--- Task goal ---
Copy out every line below that contains the string "blurred". Case counts, so a line with the word capitalized differently doesn't match.

--- Records for the task ---
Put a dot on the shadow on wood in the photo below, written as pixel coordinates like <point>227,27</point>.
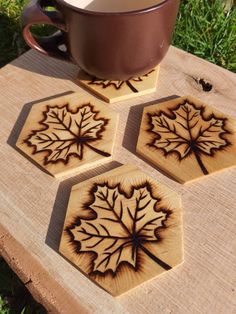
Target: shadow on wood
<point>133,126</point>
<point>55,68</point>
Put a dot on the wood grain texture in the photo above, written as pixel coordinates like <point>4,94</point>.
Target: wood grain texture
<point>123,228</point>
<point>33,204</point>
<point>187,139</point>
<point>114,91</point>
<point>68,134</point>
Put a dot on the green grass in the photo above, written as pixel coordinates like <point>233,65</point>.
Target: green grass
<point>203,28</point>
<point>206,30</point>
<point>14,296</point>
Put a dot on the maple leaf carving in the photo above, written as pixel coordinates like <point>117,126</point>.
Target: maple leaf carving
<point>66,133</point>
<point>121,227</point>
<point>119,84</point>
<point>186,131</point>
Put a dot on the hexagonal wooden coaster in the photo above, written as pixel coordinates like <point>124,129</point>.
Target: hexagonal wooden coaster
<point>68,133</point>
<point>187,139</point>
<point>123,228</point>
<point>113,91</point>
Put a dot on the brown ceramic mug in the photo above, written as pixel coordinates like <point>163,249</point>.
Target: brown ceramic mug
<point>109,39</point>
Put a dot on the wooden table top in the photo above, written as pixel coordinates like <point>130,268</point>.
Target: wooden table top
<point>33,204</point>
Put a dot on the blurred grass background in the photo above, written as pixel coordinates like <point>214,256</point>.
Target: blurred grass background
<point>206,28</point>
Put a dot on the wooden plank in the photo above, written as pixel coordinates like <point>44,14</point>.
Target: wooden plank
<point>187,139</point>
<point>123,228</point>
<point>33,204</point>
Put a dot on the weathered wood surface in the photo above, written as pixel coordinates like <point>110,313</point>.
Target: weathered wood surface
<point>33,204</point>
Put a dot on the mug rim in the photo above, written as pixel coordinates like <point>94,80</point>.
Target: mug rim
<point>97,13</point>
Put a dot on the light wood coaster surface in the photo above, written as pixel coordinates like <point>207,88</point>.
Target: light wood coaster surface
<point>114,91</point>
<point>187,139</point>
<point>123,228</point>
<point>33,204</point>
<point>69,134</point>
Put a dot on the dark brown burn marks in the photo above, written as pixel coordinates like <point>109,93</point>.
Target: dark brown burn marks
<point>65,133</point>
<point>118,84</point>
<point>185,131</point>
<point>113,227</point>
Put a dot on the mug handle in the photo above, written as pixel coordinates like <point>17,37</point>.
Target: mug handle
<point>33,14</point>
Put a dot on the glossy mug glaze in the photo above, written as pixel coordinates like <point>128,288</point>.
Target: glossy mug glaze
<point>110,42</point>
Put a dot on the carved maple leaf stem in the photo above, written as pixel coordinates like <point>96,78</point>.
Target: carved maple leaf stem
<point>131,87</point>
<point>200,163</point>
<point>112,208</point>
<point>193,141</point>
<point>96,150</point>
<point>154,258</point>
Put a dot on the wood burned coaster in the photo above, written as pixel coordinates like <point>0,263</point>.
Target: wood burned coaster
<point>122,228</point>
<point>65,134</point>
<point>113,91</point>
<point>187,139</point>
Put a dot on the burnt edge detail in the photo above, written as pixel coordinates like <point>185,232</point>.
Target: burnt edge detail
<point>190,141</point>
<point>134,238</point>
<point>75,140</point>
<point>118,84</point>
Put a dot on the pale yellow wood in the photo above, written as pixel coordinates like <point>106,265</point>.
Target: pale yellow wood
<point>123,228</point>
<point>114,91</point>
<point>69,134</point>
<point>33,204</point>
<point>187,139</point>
* * *
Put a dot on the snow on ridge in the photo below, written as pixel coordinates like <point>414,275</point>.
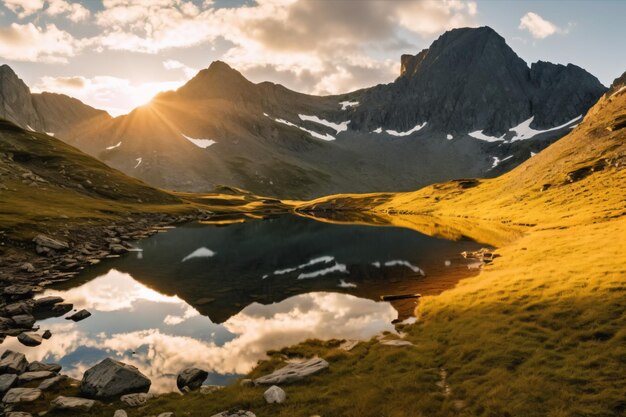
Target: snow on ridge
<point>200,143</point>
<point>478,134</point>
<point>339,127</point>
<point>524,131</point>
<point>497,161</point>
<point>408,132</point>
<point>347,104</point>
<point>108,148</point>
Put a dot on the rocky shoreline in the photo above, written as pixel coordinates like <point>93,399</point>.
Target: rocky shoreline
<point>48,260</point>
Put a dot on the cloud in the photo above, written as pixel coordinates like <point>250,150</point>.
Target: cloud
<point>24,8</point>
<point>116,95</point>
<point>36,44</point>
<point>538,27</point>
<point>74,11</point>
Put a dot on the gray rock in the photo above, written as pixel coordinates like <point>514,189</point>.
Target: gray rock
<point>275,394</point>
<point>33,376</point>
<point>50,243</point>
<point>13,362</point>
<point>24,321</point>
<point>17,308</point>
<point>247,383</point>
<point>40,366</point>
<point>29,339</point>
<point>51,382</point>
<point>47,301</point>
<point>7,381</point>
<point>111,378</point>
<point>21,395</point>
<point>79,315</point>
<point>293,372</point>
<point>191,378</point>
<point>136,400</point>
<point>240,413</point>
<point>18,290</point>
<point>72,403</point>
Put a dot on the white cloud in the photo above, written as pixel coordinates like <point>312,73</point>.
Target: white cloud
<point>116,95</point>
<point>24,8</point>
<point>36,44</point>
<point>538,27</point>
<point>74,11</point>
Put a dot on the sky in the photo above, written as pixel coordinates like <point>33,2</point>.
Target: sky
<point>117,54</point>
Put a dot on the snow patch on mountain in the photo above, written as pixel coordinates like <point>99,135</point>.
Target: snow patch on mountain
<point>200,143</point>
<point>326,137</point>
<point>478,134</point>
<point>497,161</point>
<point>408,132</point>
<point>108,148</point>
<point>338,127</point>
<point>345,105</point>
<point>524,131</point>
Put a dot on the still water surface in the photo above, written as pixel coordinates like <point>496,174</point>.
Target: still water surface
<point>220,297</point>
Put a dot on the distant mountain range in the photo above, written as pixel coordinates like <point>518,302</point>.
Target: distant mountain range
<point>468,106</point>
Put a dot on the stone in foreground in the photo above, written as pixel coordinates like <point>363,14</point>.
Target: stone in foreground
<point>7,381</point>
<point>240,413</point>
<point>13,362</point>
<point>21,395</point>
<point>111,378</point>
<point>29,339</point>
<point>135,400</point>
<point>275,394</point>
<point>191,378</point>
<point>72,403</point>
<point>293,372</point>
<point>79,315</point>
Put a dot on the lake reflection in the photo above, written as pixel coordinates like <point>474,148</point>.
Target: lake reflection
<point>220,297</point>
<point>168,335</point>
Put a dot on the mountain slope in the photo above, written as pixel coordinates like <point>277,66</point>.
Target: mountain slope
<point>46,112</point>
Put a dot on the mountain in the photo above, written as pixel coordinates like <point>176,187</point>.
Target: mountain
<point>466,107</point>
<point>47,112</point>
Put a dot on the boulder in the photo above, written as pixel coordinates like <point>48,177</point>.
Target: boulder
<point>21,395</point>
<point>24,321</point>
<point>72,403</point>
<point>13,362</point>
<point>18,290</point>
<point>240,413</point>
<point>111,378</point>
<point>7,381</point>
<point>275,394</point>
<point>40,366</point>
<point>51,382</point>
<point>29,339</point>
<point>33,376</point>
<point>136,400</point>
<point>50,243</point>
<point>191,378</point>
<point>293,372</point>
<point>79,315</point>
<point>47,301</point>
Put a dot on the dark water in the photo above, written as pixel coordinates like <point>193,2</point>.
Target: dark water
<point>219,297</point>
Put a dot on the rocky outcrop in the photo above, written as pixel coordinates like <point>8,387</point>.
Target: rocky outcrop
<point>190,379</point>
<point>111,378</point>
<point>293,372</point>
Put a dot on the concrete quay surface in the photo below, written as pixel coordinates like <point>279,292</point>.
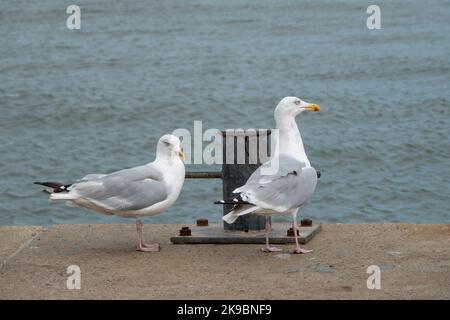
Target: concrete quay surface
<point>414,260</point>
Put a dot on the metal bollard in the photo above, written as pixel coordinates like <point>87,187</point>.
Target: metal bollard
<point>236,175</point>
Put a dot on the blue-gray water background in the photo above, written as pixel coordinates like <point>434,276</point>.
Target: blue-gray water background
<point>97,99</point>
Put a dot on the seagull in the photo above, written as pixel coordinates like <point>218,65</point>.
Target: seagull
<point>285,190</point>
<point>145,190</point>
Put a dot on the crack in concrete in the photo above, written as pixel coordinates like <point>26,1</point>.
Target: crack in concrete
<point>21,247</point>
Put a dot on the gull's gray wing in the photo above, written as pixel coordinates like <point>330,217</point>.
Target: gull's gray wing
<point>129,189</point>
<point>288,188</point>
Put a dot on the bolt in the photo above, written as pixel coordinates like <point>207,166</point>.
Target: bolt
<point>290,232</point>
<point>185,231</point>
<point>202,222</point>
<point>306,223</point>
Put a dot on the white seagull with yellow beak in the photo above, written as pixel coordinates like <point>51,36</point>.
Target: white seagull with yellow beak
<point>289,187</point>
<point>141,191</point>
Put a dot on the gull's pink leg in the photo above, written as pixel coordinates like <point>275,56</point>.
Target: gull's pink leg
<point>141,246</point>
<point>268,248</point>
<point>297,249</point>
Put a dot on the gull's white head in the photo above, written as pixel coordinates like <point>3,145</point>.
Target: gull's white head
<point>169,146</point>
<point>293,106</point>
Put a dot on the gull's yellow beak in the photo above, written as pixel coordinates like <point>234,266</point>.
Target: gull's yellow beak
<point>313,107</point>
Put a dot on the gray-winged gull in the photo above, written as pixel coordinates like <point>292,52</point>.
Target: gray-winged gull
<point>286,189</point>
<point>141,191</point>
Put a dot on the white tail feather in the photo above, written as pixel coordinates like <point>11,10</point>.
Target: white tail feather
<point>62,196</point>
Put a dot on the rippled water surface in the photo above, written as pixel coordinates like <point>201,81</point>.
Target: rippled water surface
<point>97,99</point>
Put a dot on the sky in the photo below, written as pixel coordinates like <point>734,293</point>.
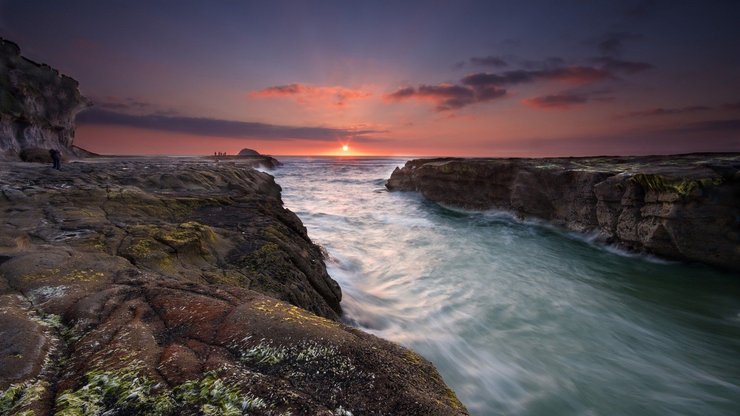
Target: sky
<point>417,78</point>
---
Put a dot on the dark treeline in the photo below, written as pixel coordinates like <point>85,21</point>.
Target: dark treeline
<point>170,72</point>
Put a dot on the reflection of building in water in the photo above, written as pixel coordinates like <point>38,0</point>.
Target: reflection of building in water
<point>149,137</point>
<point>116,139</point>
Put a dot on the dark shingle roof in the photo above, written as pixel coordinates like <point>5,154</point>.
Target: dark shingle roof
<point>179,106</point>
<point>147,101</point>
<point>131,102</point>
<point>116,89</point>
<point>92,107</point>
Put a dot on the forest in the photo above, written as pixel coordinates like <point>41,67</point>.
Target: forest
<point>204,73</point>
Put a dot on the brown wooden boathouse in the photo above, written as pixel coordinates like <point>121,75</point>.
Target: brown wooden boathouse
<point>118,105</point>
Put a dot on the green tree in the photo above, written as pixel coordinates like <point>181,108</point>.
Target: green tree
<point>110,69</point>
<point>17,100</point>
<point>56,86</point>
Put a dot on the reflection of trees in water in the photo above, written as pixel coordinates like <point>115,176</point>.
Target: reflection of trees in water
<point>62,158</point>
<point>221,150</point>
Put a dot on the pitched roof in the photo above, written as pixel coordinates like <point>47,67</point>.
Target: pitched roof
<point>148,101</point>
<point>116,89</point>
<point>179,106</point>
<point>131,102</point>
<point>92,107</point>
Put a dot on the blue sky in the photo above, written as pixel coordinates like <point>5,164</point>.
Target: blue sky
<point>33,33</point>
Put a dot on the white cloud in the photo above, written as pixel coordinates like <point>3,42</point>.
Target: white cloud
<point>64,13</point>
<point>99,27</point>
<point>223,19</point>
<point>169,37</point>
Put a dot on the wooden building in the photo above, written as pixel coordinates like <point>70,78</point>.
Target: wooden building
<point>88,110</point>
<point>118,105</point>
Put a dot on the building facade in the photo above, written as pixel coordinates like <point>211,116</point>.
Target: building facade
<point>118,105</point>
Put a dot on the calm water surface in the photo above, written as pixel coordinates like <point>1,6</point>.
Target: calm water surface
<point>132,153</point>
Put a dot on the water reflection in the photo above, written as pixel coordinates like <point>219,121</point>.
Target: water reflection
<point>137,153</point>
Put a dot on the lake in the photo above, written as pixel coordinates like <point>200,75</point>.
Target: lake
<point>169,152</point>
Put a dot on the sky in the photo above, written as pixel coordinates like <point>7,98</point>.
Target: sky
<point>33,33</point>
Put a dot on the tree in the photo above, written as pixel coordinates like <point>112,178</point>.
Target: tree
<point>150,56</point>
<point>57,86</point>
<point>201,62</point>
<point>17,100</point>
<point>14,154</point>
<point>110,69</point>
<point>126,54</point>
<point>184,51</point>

--- Right answer ---
Put a dot on the blurred grass background in the photo above, written as pixel coordinates like <point>214,256</point>.
Target: blurred grass background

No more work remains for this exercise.